*Text block*
--------------------

But while he keeps his face and voice impassive his slender, expressive hands give him away. He distractedly touches the symbols of his office as though they are talismans, twisting the episcopal ring or fingering his ornate Huguenot cross. Laughter emerges only in quick, rare flashes, as if he has to be ambushed by his own sense of the ridiculous.

`THAT’S because of what his role is at the moment,” says an old friend from theological college, Reverend Ian Brown of St Stephen’s, Richmond. “He’s got a droll wit, but once you become purple you’ve got to watch what you say. It’s like a life sentence; it just surrounds you.”

Or perhaps it is just Carnley’s natural reserve. The writer Tim Winton, an Anglican in Carnley’s diocese, says, “He’s probably more respected than loved. He’s not a man of the people but he’s interested in people, curious.”

Carnley is also curious about his own make-up. In this interview he comfortably dissects, for the world’s interest, his results on a Jungian psychological test called the Myer-Briggs Personality Inventory. He proffers as titbits his test result (INTJ), his wife Ann’s (INFJ) and even that of their mutual friend actress Jackie Weaver (also INFJ).

“The `I’ is the Introvert but I’m midway between `I’ and Extrovert,” he says. “I quite like being with people and going to parties and that sort of thing but to regenerate or recreate I go away.

“`N’ means Intuitive, rather than a Sensate person. It means that when I go to meetings, I know what the outcome of the discussion’s going to be but I have to sit and wait for everybody else to work through it. You intuit somehow, you can just grasp what is to happen, or where the truth is or something … And I certainly notice it at meetings. I have to bite on my bottom lip and just wait for people because I’ve learnt to understand that other people aren’t intuitive.

“`T’ is a thinker rather than a feeler. I’m a typical man, in that sense … And I was raised on Wittgenstein at Cambridge, I suppose. And then a `J’ is a person who is able to make judgments, whereas a `P’ is a perceiving person who keeps seeing other possibilities and will put off deciding until something else has been looked at.”

When the tester saw Carnley was an INTJ, “He said, `Oh yes, that’s the kind of guy institutions need at the top.’ The other clergy’s jaws dropped.” Carnley grins, amused by his Jungian imprimatur.

Carnley didn’t begin his priestly life as the kind of Anglican who would be open to depth psychology. Today he talks about the nexus between the spiritual and the subconscious, and how he believes some people project on to him the religious doubt they deny in themselves. But in his 20s he was as literal a believer as any Sydney evangelical.

--------------------

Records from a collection
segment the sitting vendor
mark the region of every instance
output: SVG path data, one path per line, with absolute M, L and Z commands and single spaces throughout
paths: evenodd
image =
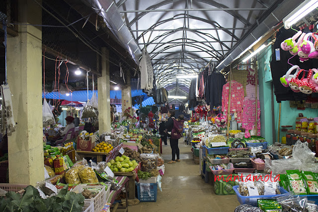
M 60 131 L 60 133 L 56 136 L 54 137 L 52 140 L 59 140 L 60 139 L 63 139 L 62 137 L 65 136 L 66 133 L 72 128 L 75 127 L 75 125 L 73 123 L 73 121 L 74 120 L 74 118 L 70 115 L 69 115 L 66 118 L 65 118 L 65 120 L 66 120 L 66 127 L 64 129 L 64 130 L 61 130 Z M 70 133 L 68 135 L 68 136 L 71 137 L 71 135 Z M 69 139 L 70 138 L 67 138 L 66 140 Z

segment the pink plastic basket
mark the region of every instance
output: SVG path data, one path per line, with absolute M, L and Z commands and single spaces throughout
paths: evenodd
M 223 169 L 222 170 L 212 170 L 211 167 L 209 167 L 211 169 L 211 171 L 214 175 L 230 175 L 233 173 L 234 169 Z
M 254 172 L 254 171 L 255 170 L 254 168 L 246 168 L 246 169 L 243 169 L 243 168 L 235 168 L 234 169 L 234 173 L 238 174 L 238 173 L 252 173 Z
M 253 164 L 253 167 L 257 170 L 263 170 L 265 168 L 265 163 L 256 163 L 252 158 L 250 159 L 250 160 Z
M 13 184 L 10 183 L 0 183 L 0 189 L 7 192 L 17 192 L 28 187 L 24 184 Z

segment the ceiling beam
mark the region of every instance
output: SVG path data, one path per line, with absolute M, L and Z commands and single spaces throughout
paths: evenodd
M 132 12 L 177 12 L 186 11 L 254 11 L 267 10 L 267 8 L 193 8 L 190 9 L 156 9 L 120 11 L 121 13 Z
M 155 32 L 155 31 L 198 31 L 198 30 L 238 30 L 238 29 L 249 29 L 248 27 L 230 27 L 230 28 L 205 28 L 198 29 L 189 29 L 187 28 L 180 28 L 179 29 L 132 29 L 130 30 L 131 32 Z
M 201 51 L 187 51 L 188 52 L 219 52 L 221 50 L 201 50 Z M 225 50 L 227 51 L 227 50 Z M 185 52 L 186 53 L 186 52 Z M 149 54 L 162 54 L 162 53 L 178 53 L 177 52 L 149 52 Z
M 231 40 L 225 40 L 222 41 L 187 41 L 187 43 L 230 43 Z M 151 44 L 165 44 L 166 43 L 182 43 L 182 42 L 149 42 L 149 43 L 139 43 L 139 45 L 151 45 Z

--------------------

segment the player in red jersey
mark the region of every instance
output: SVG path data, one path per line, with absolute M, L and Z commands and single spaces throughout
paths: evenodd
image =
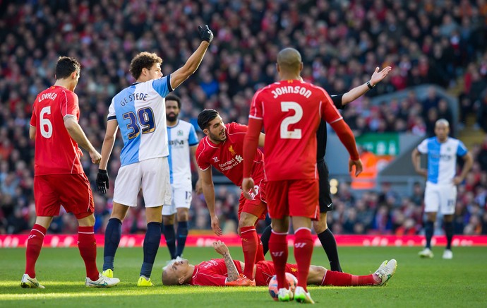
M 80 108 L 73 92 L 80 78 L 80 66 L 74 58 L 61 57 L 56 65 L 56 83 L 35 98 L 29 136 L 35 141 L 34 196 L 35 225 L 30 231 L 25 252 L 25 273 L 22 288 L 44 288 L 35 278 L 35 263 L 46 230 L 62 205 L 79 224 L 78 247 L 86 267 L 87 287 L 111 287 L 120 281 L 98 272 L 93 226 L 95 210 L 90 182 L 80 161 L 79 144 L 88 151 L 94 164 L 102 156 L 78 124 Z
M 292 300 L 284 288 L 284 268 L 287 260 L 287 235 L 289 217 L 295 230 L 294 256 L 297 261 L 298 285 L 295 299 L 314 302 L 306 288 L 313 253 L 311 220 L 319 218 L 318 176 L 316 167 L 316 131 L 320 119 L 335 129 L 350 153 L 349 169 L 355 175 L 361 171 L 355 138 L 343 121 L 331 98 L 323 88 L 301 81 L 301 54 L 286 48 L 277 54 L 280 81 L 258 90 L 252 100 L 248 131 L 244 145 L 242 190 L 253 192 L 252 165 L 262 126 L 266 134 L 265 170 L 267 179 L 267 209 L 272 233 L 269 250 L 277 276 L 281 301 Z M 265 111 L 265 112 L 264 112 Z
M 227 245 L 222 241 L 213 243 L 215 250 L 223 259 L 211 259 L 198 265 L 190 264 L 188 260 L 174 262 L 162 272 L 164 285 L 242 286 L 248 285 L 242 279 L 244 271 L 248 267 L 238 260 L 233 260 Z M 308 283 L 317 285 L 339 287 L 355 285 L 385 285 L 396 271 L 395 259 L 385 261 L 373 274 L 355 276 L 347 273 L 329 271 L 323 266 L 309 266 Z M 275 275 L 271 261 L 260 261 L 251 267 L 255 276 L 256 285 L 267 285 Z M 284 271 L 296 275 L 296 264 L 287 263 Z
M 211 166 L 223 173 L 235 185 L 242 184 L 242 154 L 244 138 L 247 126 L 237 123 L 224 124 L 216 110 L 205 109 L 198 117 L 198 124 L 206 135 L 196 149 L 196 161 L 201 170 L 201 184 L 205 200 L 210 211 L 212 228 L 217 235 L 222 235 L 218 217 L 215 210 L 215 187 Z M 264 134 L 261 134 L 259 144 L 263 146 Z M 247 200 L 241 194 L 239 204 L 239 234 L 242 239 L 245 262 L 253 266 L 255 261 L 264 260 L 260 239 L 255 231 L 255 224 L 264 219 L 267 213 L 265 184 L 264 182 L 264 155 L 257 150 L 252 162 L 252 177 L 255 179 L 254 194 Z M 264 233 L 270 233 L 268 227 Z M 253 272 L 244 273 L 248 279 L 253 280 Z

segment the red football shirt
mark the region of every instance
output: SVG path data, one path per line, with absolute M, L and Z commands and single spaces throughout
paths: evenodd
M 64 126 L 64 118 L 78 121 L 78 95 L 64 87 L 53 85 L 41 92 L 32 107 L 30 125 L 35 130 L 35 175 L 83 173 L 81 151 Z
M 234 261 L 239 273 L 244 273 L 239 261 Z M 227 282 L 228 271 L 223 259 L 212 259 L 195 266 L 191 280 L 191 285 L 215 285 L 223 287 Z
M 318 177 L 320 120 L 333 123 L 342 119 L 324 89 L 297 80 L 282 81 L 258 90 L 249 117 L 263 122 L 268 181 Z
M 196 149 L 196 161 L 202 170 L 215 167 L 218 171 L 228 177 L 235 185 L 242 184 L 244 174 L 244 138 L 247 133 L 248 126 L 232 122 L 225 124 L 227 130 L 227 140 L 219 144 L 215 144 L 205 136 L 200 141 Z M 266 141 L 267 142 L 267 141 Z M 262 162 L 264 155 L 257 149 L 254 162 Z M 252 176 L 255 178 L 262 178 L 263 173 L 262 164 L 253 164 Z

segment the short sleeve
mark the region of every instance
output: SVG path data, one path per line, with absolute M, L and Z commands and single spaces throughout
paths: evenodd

--------------------

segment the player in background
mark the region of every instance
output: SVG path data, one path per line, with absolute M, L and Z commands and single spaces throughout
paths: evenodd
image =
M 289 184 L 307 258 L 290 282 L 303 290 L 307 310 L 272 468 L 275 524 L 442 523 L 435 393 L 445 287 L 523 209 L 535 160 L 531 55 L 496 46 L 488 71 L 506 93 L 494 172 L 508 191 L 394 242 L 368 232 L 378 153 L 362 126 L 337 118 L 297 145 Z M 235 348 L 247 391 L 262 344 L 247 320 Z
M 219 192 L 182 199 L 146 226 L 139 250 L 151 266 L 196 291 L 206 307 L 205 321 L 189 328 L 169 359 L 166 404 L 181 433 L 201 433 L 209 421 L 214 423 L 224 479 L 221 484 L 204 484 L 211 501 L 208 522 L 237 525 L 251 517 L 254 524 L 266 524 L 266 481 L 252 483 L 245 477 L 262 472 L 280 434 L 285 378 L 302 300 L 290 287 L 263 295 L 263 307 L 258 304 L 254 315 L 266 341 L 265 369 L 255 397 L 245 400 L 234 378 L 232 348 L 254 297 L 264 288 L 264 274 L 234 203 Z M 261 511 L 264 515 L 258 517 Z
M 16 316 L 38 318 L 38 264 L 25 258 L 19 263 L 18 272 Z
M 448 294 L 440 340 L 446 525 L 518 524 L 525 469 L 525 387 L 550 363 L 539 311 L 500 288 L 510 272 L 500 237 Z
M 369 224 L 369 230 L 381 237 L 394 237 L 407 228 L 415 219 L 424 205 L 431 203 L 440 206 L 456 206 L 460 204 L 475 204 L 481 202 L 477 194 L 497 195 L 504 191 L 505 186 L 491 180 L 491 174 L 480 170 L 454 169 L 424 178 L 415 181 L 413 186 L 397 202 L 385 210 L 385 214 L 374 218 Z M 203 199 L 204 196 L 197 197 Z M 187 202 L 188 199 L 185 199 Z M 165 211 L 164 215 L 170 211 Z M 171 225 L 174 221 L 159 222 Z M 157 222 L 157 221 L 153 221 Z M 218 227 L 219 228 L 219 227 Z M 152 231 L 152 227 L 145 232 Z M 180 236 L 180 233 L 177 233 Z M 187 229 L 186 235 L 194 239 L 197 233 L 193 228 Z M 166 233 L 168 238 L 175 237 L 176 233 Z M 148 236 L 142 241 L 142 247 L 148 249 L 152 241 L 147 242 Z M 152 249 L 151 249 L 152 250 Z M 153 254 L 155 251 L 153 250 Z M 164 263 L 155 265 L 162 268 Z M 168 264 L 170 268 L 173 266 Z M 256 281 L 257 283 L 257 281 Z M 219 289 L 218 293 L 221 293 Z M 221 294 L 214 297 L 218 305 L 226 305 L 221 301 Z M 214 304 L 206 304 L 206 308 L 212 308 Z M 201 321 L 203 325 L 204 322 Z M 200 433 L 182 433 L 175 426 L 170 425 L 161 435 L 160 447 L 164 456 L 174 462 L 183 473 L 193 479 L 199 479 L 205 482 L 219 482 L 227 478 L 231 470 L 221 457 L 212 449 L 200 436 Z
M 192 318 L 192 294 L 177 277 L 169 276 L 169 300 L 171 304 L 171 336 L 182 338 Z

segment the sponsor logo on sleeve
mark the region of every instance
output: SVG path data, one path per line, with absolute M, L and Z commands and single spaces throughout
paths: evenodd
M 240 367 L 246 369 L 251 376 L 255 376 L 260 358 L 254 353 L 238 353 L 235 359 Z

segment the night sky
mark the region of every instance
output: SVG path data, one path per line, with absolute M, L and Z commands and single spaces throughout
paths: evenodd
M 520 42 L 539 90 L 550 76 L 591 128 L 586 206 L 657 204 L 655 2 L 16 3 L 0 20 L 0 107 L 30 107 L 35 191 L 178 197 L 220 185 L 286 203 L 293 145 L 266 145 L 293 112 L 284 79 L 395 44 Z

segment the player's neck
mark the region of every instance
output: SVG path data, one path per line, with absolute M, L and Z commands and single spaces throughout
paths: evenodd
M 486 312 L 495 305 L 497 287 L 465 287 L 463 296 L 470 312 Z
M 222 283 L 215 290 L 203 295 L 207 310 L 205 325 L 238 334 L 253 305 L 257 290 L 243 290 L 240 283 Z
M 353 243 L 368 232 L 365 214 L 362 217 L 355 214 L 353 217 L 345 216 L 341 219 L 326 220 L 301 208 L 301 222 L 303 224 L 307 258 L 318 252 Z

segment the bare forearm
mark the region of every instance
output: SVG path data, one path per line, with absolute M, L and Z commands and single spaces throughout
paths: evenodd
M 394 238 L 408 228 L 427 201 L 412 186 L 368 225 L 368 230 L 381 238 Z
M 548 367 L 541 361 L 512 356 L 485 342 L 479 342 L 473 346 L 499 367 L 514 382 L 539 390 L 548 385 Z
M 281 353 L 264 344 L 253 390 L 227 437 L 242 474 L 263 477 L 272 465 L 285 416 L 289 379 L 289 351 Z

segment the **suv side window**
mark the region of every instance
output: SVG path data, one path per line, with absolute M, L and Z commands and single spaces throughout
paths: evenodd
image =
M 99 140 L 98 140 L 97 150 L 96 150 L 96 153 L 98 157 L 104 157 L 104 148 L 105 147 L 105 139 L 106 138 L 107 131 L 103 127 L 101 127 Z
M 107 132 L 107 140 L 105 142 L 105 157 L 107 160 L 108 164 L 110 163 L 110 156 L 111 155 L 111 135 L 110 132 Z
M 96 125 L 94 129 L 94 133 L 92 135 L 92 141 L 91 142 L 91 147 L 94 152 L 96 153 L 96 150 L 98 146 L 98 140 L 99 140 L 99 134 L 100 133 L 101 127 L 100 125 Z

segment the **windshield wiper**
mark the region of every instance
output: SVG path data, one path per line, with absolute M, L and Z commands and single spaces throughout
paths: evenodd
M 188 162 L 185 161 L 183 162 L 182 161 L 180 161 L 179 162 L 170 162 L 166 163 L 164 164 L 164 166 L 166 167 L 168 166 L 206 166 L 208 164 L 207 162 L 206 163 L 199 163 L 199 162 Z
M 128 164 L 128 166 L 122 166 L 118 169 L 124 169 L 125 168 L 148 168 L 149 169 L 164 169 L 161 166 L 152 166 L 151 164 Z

--------------------

*Tasks to perform*
1. In the profile of Carnley, what result did Carnley get on the Myer-Briggs Personality Inventory?
2. Write the next part of the profile of Carnley, picking up after its final sentence.
The data play no part in what is asked here.

*Expected answers*
1. INTJ

2.
He found his views challenged at theology college. His fellow student Ian Brown says, “We had to talk about the lives of Christ and how everybody doctored them to suit the age they lived in; in the First World War for the troops in the trenches; how with Fidel Castro and Che Guevara (Christ) was seen as the great liberator.”

Carnley was at first threatened, says Brown: “It was quite a tempestuous time for all of us. But Peter came from the law courts where he’d heard a lot of argument and he (began) to apply that sort of argumentation.”

Carnley says, “I remember being absolutely amazed that all this belief in angels and things that I had might not be quite literally true. Theological college shook me out of that into a much more critical historical approach. I think most theological students find that very liberating … It’s not possible to believe it all literally.”
Does he now believe in the devil? “Not with a tail and pitchforks, no. But I certainly believe there is a positive evil. St Augustine, for example, had a theory of evil as the absence of good … But I think it’s much more positive than that, much more sinister.”

And how does he see grace? “As something manifested in gifts. Life is a gift. And certainly love is. If you look at people’s lives, you can very quickly pick up when they’re trying to be loving. As soon as you try to do it, you’re found to be patronising.

“I think real loving is much more spontaneous. It’s a gift, a grace. It happens. You fall in love and love wells up like a spring of deep water.”

He fell in love with one Ann Dunstan, whom he married in 1966. They met at Melbourne University when she was training to be a teacher and he was studying biblical archaeology.

She remembers him as dynamic: “You couldn’t not notice him. It was probably his energy that captured me, but also his silence. He’s actually quite shy and if you move him from one social scene to another he finds it quite hard … I’m immediately more easy with people than he is; I think it’s partly a woman thing. And we both love nothing better than to be on our own together. We both need lots of quiet space.”

They retreat down to their 5hectare tulip farm at Nannup, south of Perth, where Carnley spends a lot of time on his knees planting and harvesting flowers, in part for love and in part for the mortgage.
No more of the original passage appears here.